SET TASK 1 =
Can you print, word for word, the passage of the hybrid custody text from "The question then" to "the development loop."?

Context
With the introduction of account linking on mainnet, several concerns have been raised by the community around shared access to accounts with non-custodial wallets. While the currently proposed linked account standard technically enables Hybrid Custody by enabling and maintaining shared access on accounts, the proposal does not take into account that regulatory obligations are vastly different between users and custodial parties.
The crux of the issue this proposal seeks to address is the risk exposure custodial parties incur by sharing unrestricted access with secondary parties.
The question then is, how do we enable users to have real ownership over their hybrid custody accounts while empowering builders to prevent regulatory obligations that may come with that shared access?
Given the importance of a Hybrid Custody solution that works for everyone, we’ve developed an initial technical implementation that we’re opening up for consideration and feedback early in the development loop.

PROVIDED ENTRIES =
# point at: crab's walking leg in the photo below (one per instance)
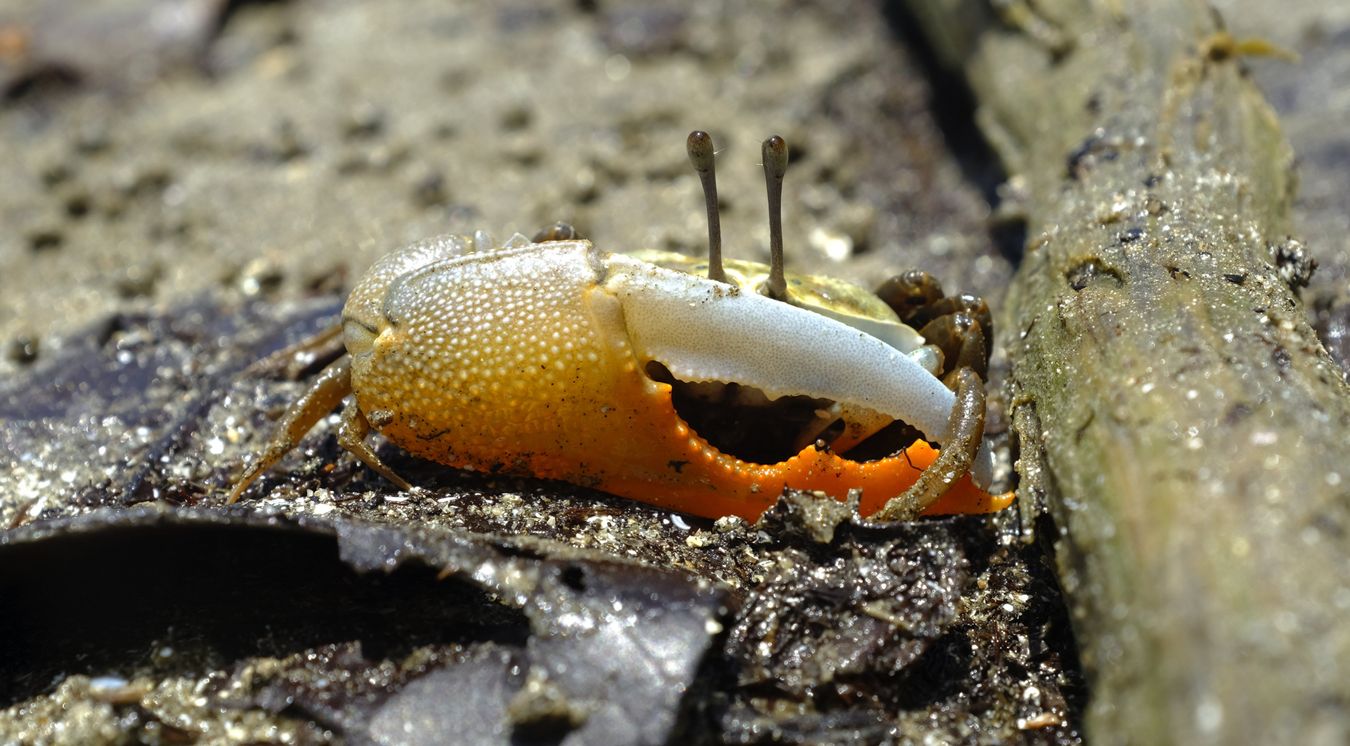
(953, 460)
(323, 395)
(351, 436)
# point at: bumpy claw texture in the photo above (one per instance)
(559, 360)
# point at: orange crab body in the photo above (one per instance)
(535, 360)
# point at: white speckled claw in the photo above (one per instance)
(712, 332)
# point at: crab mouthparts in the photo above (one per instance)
(705, 332)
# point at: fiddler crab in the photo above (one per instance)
(705, 387)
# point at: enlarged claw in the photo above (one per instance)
(710, 332)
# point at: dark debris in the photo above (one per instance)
(540, 610)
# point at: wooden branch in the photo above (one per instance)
(1172, 405)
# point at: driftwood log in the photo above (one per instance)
(1171, 402)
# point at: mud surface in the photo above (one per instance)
(192, 196)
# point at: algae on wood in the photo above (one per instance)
(1171, 402)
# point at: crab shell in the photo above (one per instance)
(531, 360)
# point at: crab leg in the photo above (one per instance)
(967, 428)
(712, 332)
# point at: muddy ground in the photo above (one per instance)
(195, 185)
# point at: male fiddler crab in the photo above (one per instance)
(702, 386)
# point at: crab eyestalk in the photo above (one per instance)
(701, 154)
(774, 153)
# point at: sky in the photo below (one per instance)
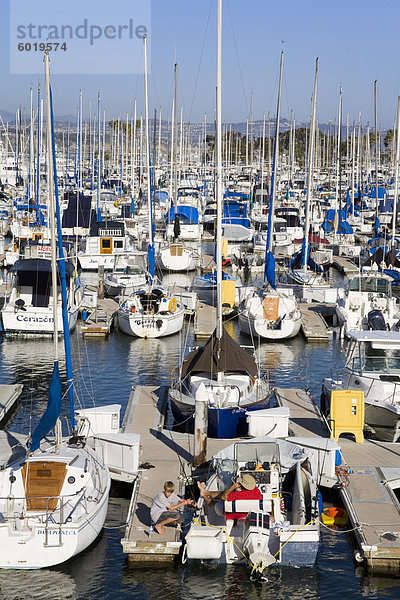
(357, 41)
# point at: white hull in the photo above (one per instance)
(35, 320)
(177, 258)
(32, 537)
(261, 327)
(150, 326)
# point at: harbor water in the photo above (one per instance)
(105, 370)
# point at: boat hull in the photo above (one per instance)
(150, 326)
(223, 423)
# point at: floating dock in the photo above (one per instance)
(100, 319)
(314, 326)
(366, 484)
(9, 395)
(165, 455)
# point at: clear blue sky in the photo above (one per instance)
(357, 41)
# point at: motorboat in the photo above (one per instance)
(367, 303)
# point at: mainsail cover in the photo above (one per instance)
(52, 412)
(217, 356)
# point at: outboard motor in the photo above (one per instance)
(376, 320)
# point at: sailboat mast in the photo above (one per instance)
(310, 167)
(396, 172)
(219, 172)
(376, 147)
(146, 118)
(50, 184)
(275, 162)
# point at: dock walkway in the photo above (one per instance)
(367, 491)
(165, 455)
(313, 325)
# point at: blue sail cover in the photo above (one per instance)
(343, 225)
(52, 412)
(269, 271)
(187, 214)
(151, 261)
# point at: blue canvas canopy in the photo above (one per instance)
(186, 214)
(343, 225)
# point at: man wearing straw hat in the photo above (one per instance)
(245, 488)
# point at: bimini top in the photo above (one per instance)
(29, 265)
(217, 356)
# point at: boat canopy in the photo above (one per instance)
(218, 356)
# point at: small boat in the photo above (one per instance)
(270, 314)
(279, 526)
(367, 303)
(150, 313)
(28, 309)
(127, 276)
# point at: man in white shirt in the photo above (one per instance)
(165, 508)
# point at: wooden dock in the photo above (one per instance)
(205, 320)
(305, 417)
(100, 320)
(371, 503)
(344, 265)
(165, 455)
(314, 325)
(367, 491)
(9, 395)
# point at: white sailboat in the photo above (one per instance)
(270, 312)
(151, 312)
(220, 373)
(53, 495)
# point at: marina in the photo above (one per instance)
(199, 306)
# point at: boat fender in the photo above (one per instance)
(172, 305)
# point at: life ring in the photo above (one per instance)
(172, 305)
(334, 516)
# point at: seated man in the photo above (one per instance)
(165, 508)
(245, 488)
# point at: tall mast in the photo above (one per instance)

SET TASK 2 =
Could you turn the records, from the line with "# point at: harbor" through the final line of the records, into a JSON list of strings with one string per line and blank lines omitted?

TASK RESPONSE 1 =
The question then is, how do we enable users to have real ownership over their hybrid custody accounts while empowering builders to prevent regulatory obligations that may come with that shared access?
Given the importance of a Hybrid Custody solution that works for everyone, we’ve developed an initial technical implementation that we’re opening up for consideration and feedback early in the development loop.

TASK RESPONSE 2 =
[
  "# point at: harbor water in the photo above (one per instance)",
  "(105, 370)",
  "# point at: boat hull in the photo above (one per instance)",
  "(150, 326)",
  "(223, 423)",
  "# point at: floating dock in the photo above (one per instance)",
  "(100, 319)",
  "(314, 326)",
  "(366, 484)",
  "(9, 395)",
  "(165, 455)",
  "# point at: clear blue sky in the photo above (one per instance)",
  "(357, 41)",
  "# point at: motorboat in the photo above (one per instance)",
  "(367, 303)",
  "# point at: mainsail cover in the photo above (one per instance)",
  "(52, 412)",
  "(217, 356)",
  "# point at: outboard motor in the photo above (one per instance)",
  "(376, 320)",
  "# point at: sailboat mast in the photo above (one per instance)",
  "(310, 167)",
  "(396, 172)",
  "(219, 172)",
  "(376, 147)",
  "(146, 118)",
  "(50, 184)",
  "(275, 162)",
  "# point at: dock walkway in the photo above (one per instance)",
  "(367, 491)",
  "(165, 455)",
  "(313, 325)",
  "# point at: blue sail cover in the photo above (one per instance)",
  "(343, 225)",
  "(52, 412)",
  "(269, 271)",
  "(187, 214)",
  "(151, 261)",
  "# point at: blue canvas canopy in the photo above (one per instance)",
  "(186, 214)",
  "(343, 225)",
  "# point at: man wearing straw hat in the photo above (one per instance)",
  "(245, 488)",
  "# point at: bimini top in the photo above (one per instance)",
  "(29, 265)",
  "(217, 356)",
  "# point at: boat canopy in the photo above (one per instance)",
  "(218, 356)",
  "# point at: small boat in the photo above (one per instance)",
  "(270, 314)",
  "(279, 526)",
  "(367, 303)",
  "(150, 313)",
  "(28, 309)",
  "(127, 276)",
  "# point at: man in white shirt in the photo above (one per instance)",
  "(165, 508)",
  "# point at: wooden dock in the photo above (one per instance)",
  "(205, 320)",
  "(305, 417)",
  "(100, 320)",
  "(371, 503)",
  "(344, 265)",
  "(165, 455)",
  "(314, 325)",
  "(367, 491)",
  "(9, 395)",
  "# point at: white sailboat in the photo above (one per instance)",
  "(270, 312)",
  "(151, 312)",
  "(220, 373)",
  "(53, 495)",
  "# point at: marina in the photo above (one per instance)",
  "(199, 306)",
  "# point at: boat fender in the photo above (one per instance)",
  "(172, 305)",
  "# point at: life ring in the photo above (one per instance)",
  "(172, 305)",
  "(334, 516)",
  "# point at: seated man in the photo above (one per instance)",
  "(165, 508)",
  "(245, 488)",
  "# point at: tall mast in the photo above (one per instance)"
]